DEINE AUFGABE: Gib alle folgenden Einträge als Markdown-Tabelle mit den Spalten „Nr.“ und „Inhalt“ wieder, wobei jede Zeile eine fortlaufende Nummer erhält. Leere Zeilen lässt du weg.

++++ ZEILEN ++++

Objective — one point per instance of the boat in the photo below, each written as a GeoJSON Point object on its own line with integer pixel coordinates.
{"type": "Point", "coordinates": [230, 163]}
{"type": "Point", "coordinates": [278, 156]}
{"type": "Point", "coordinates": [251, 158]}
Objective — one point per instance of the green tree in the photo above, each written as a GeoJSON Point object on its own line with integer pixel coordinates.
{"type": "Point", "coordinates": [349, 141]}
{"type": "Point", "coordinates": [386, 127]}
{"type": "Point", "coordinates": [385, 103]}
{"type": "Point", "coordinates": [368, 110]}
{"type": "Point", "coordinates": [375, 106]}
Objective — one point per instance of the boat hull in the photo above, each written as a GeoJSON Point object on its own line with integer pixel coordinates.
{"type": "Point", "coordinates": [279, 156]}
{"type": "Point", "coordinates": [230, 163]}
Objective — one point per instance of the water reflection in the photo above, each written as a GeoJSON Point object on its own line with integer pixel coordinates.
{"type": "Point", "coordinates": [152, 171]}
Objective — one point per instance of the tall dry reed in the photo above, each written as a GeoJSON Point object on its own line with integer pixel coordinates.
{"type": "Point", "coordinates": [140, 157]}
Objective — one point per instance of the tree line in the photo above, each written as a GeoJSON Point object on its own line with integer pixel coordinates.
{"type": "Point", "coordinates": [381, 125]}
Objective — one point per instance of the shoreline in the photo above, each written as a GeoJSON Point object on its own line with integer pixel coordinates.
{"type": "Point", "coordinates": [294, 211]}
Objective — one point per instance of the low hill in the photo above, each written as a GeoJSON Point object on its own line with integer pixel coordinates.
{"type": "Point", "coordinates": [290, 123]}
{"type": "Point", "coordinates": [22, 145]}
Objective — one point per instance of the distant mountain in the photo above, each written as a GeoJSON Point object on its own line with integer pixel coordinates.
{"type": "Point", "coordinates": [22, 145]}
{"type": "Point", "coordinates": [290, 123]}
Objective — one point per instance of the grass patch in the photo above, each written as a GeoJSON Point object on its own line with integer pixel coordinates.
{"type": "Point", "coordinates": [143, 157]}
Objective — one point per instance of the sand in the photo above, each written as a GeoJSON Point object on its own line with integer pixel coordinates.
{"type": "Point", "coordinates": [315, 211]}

++++

RICHTIGE ANTWORT:
| Nr. | Inhalt |
|---|---|
| 1 | Objective — one point per instance of the boat in the photo below, each written as a GeoJSON Point object on its own line with integer pixel coordinates. |
| 2 | {"type": "Point", "coordinates": [230, 163]} |
| 3 | {"type": "Point", "coordinates": [278, 156]} |
| 4 | {"type": "Point", "coordinates": [251, 158]} |
| 5 | Objective — one point per instance of the green tree in the photo above, each written as a GeoJSON Point object on its own line with integer pixel coordinates. |
| 6 | {"type": "Point", "coordinates": [349, 141]} |
| 7 | {"type": "Point", "coordinates": [386, 127]} |
| 8 | {"type": "Point", "coordinates": [385, 103]} |
| 9 | {"type": "Point", "coordinates": [368, 110]} |
| 10 | {"type": "Point", "coordinates": [375, 106]} |
| 11 | Objective — one point per instance of the boat hull in the photo above, each written as a GeoJSON Point object on its own line with integer pixel coordinates. |
| 12 | {"type": "Point", "coordinates": [279, 156]} |
| 13 | {"type": "Point", "coordinates": [230, 163]} |
| 14 | Objective — one point per instance of the water reflection in the photo above, each written as a GeoJSON Point object on its own line with integer pixel coordinates. |
| 15 | {"type": "Point", "coordinates": [152, 171]} |
| 16 | Objective — one point per instance of the tall dry reed in the photo above, each written as a GeoJSON Point object on its own line with integer pixel coordinates. |
| 17 | {"type": "Point", "coordinates": [140, 157]} |
| 18 | Objective — one point per instance of the tree line in the photo above, each written as a GeoJSON Point object on its own line with integer pixel coordinates. |
| 19 | {"type": "Point", "coordinates": [381, 125]} |
| 20 | Objective — one point per instance of the shoreline in the photo above, each written as a GeoJSON Point object on its own line with integer pixel coordinates. |
| 21 | {"type": "Point", "coordinates": [294, 211]} |
| 22 | Objective — one point per instance of the low hill in the photo above, each written as a GeoJSON Point object on its own line with integer pixel coordinates. |
| 23 | {"type": "Point", "coordinates": [290, 123]} |
| 24 | {"type": "Point", "coordinates": [22, 145]} |
| 25 | Objective — one point per instance of the distant mountain in the photo above, each written as a GeoJSON Point object on its own line with integer pixel coordinates. |
| 26 | {"type": "Point", "coordinates": [22, 145]} |
| 27 | {"type": "Point", "coordinates": [290, 123]} |
| 28 | Objective — one point per instance of the grass patch in the photo above, each written as a GeoJSON Point object on its own line with integer pixel coordinates. |
| 29 | {"type": "Point", "coordinates": [143, 157]} |
| 30 | Objective — one point per instance of the sand in the photo above, each written as a GeoJSON Point object on its own line with integer pixel coordinates. |
| 31 | {"type": "Point", "coordinates": [315, 211]} |